[Region labeling items]

************

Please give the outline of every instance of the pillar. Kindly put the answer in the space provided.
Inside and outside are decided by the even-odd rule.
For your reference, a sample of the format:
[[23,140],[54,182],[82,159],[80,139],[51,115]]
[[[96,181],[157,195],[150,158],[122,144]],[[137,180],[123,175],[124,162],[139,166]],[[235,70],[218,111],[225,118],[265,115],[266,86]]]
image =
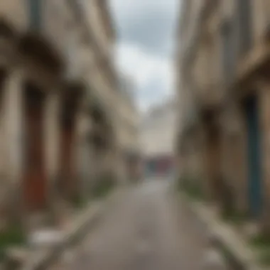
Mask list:
[[261,161],[263,176],[263,227],[270,234],[270,84],[260,82],[259,84],[260,124],[261,130]]
[[92,169],[92,149],[88,140],[91,130],[91,119],[83,104],[79,105],[75,117],[75,163],[78,177],[79,195],[84,199],[90,196],[91,171]]
[[9,181],[7,192],[8,215],[9,221],[23,224],[25,212],[22,189],[23,175],[23,107],[22,85],[24,78],[23,70],[11,70],[7,75],[3,90],[3,125],[6,147],[5,175]]
[[60,214],[58,209],[59,193],[57,187],[59,168],[59,117],[60,95],[51,90],[48,94],[45,105],[45,153],[47,179],[48,180],[48,200],[53,218]]

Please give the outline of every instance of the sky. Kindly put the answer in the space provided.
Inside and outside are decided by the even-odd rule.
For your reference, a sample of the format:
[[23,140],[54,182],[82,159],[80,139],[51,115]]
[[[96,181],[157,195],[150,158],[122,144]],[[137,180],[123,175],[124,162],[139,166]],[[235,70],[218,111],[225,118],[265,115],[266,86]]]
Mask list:
[[140,111],[174,92],[173,50],[180,0],[110,0],[117,68],[131,76]]

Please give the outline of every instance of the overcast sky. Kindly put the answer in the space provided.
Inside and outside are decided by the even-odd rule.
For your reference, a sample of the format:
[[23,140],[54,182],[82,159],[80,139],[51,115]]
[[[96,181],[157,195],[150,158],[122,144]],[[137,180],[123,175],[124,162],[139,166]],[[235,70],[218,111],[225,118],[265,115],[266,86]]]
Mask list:
[[134,77],[140,109],[173,94],[172,54],[180,0],[110,0],[117,63]]

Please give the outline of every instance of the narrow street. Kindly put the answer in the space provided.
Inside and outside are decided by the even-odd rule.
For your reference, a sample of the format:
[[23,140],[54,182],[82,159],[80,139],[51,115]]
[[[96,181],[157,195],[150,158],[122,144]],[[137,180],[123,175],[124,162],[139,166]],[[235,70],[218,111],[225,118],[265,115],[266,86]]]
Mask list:
[[200,269],[203,235],[166,181],[124,192],[85,237],[70,269]]

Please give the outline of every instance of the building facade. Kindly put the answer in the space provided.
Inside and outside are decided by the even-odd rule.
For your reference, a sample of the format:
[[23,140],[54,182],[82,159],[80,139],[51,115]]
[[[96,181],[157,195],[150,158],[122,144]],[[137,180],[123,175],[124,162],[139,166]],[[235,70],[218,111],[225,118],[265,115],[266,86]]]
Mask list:
[[119,178],[115,38],[106,1],[1,1],[3,223]]
[[269,7],[263,0],[184,1],[176,63],[180,173],[264,225]]
[[128,181],[140,178],[139,122],[139,114],[135,103],[135,85],[132,79],[120,75],[119,102],[117,105],[118,132],[122,156],[122,173]]

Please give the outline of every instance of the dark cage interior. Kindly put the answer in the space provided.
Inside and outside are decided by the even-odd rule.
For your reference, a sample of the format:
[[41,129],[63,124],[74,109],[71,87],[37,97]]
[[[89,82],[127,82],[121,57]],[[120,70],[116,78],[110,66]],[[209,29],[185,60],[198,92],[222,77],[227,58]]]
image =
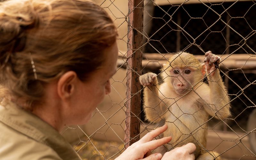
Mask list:
[[[155,6],[151,20],[153,24],[144,53],[182,51],[203,55],[211,50],[220,55],[255,54],[255,11],[253,1]],[[226,120],[228,126],[216,120],[210,124],[215,129],[248,131],[248,117],[255,108],[256,71],[243,68],[222,71],[227,76],[223,78],[232,100],[232,116]],[[143,120],[144,116],[142,113]]]

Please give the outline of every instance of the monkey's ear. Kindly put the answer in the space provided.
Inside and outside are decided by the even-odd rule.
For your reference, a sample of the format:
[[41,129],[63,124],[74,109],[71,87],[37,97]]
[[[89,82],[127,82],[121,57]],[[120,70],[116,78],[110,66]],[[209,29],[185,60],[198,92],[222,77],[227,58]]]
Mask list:
[[204,63],[202,63],[200,65],[200,68],[201,68],[201,72],[202,73],[202,75],[203,76],[204,76],[206,73],[205,70],[205,65]]

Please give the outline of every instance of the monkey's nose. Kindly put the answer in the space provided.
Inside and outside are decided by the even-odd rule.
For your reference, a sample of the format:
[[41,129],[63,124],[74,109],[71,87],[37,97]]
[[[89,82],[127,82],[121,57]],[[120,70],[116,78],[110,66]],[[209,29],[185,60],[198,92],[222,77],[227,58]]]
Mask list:
[[183,84],[182,83],[179,83],[177,84],[177,85],[178,85],[179,87],[182,87],[184,85],[184,84]]

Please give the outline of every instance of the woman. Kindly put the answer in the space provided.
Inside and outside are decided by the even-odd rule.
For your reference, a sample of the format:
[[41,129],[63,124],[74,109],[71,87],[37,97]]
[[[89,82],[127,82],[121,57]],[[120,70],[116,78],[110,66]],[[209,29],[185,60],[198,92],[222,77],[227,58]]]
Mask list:
[[[81,159],[59,133],[83,124],[110,92],[117,34],[100,6],[85,0],[0,3],[0,157]],[[171,140],[147,134],[118,159],[160,159],[150,151]],[[189,143],[162,159],[194,158]]]

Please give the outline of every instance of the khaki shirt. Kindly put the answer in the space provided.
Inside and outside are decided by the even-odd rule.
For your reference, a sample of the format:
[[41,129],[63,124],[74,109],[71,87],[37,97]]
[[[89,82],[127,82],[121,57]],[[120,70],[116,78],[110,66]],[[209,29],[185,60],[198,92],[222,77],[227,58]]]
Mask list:
[[0,105],[0,160],[82,159],[51,126],[8,104]]

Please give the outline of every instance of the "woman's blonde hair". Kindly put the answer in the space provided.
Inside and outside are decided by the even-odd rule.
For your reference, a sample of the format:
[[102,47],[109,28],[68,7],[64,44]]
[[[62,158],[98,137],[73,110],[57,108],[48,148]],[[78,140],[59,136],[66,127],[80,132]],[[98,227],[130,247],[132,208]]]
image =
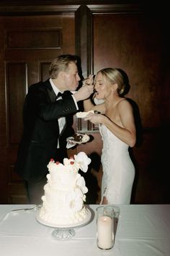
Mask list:
[[99,70],[97,73],[102,74],[107,83],[109,85],[117,84],[117,91],[119,95],[122,95],[126,93],[129,82],[128,77],[123,70],[108,67]]

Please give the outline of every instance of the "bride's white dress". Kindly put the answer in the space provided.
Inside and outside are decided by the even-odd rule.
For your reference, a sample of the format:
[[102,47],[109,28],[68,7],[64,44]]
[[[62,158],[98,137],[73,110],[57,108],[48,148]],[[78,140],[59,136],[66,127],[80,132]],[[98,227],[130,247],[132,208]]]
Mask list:
[[105,196],[108,204],[130,204],[135,168],[129,155],[129,146],[105,126],[101,125],[99,131],[103,140],[101,202]]

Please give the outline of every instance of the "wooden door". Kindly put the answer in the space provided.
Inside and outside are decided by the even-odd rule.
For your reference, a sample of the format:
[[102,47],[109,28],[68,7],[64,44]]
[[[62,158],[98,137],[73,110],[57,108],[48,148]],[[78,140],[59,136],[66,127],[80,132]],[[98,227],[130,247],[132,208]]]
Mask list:
[[55,56],[75,54],[74,15],[0,17],[0,202],[26,202],[14,173],[28,87],[48,77]]

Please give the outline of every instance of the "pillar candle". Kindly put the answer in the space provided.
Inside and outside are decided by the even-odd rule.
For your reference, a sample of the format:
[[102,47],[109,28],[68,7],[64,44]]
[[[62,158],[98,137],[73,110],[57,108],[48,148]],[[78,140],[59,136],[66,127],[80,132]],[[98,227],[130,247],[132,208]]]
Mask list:
[[110,249],[113,246],[112,219],[108,216],[100,216],[97,220],[97,245],[102,249]]

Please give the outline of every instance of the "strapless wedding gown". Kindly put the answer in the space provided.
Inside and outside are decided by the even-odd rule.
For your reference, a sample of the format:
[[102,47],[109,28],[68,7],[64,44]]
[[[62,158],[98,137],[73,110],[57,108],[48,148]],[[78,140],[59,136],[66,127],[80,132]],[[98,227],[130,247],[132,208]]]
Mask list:
[[105,196],[108,204],[130,204],[135,168],[129,146],[104,125],[99,127],[99,132],[103,140],[101,202]]

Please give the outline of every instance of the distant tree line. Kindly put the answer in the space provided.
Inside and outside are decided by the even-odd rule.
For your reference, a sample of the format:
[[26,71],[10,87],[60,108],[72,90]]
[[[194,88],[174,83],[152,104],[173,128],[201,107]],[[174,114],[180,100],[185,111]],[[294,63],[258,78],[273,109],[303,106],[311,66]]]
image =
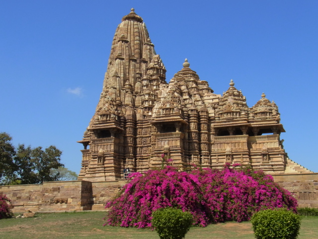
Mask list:
[[16,148],[11,140],[7,133],[0,133],[0,185],[76,180],[76,173],[60,162],[62,151],[55,146],[44,149],[19,144]]

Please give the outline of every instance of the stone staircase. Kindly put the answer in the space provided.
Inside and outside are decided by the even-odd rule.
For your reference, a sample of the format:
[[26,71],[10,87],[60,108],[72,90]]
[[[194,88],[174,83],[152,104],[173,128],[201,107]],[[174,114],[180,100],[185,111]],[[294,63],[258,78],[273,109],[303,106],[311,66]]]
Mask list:
[[298,164],[289,158],[287,158],[285,173],[313,173],[314,172]]

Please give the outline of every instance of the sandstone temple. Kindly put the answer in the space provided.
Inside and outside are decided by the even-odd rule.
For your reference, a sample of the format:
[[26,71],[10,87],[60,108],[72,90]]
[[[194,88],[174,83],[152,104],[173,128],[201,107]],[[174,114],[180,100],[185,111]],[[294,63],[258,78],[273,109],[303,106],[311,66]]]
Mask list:
[[79,180],[123,178],[125,168],[158,166],[162,153],[180,168],[230,162],[271,174],[312,172],[288,158],[278,108],[264,93],[249,108],[233,80],[215,94],[186,59],[180,68],[167,83],[143,18],[133,8],[123,17],[96,112],[79,141],[84,146]]

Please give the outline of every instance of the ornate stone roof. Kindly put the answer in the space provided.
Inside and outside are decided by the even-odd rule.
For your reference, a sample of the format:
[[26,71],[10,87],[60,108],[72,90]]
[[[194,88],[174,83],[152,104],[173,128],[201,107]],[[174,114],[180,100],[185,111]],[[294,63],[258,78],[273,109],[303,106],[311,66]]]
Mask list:
[[95,113],[79,141],[84,145],[79,179],[122,178],[124,168],[161,165],[162,153],[183,168],[236,162],[284,173],[289,161],[275,103],[263,94],[249,108],[233,80],[223,95],[215,94],[190,66],[186,59],[167,83],[143,19],[133,8],[123,17]]

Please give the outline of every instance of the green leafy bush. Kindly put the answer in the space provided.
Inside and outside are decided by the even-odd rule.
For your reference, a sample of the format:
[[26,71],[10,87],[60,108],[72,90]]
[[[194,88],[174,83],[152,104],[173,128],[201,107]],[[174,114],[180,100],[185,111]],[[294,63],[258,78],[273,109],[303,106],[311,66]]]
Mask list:
[[294,239],[300,228],[300,216],[286,209],[267,209],[251,220],[257,239]]
[[192,224],[191,213],[176,208],[159,208],[152,217],[152,226],[160,239],[182,239]]
[[297,212],[300,216],[318,216],[318,208],[298,208]]

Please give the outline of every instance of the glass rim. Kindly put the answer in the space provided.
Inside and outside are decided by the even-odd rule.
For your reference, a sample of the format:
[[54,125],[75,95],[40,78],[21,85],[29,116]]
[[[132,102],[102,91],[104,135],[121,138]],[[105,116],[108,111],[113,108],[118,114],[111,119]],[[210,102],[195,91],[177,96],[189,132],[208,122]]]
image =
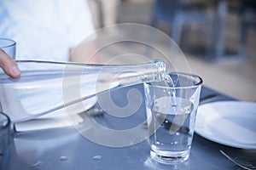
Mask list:
[[12,47],[12,46],[15,46],[16,45],[16,42],[13,39],[10,39],[10,38],[5,38],[5,37],[0,37],[0,42],[3,42],[3,41],[6,41],[8,42],[9,43],[6,44],[6,45],[0,45],[0,48],[9,48],[9,47]]
[[166,87],[164,85],[158,85],[158,84],[153,84],[152,82],[145,82],[146,84],[148,84],[149,86],[152,86],[154,88],[170,88],[170,89],[182,89],[182,88],[197,88],[201,86],[203,83],[202,78],[195,74],[193,73],[187,73],[187,72],[179,72],[179,71],[171,71],[168,72],[168,75],[174,74],[177,76],[190,76],[193,78],[198,79],[197,82],[192,85],[188,85],[188,86],[179,86],[179,87]]
[[0,111],[0,115],[6,117],[7,123],[4,124],[3,126],[2,126],[2,125],[0,126],[0,129],[4,129],[4,128],[6,128],[7,127],[9,127],[10,125],[10,118],[8,116],[7,114],[5,114],[2,111]]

************

Each line from the one that contains "Please give the outline of every instance of the green" to the end of the listing must be quoted exactly; no other line and no picture belongs in the copy.

## Result for this exercise
Please give the outline of every instance of the green leafy bush. Kindly put the answer in the space provided.
Inside and outside are decided by the even-odd rule.
For your reference, a sample of the format:
[[26,71],[10,87],[60,108],[72,90]]
[[[194,88],[174,83],[152,104],[173,128],[201,107]],[[174,114],[180,100],[185,111]],[[294,63],[258,78],[273,109],[303,106],[311,66]]]
Mask list:
[[294,239],[300,228],[300,216],[286,209],[267,209],[251,220],[257,239]]
[[192,224],[191,213],[176,208],[159,208],[152,217],[152,226],[160,239],[182,239]]
[[297,212],[300,216],[318,216],[318,208],[298,208]]

Please give the outline of every instance of the glass rim. Kindly put the answer in the space provided.
Inside and outside are decided by the even-odd rule.
For your reference, a sample of the format:
[[54,125],[75,95],[40,78],[21,85],[29,116]]
[[[132,102],[102,91],[104,135],[121,138]],[[105,116],[108,111],[113,108],[118,114],[111,119]],[[210,102],[195,91],[177,96],[189,132],[208,122]]]
image =
Mask list:
[[12,47],[12,46],[15,46],[16,45],[16,42],[13,39],[10,39],[10,38],[5,38],[5,37],[0,37],[0,42],[3,42],[3,41],[6,41],[8,42],[9,43],[6,44],[6,45],[0,45],[0,48],[9,48],[9,47]]
[[166,87],[164,85],[158,85],[158,84],[153,84],[152,82],[145,82],[146,84],[148,84],[149,86],[152,86],[154,88],[170,88],[170,89],[182,89],[182,88],[197,88],[201,86],[203,83],[202,78],[195,74],[193,73],[187,73],[187,72],[179,72],[179,71],[171,71],[168,72],[168,75],[174,74],[177,76],[190,76],[193,78],[198,79],[197,82],[192,85],[188,85],[188,86],[179,86],[179,87]]
[[0,111],[0,115],[6,117],[7,123],[4,124],[3,126],[2,126],[2,125],[0,126],[0,129],[4,129],[4,128],[6,128],[7,127],[9,127],[10,125],[10,118],[8,116],[7,114],[5,114],[2,111]]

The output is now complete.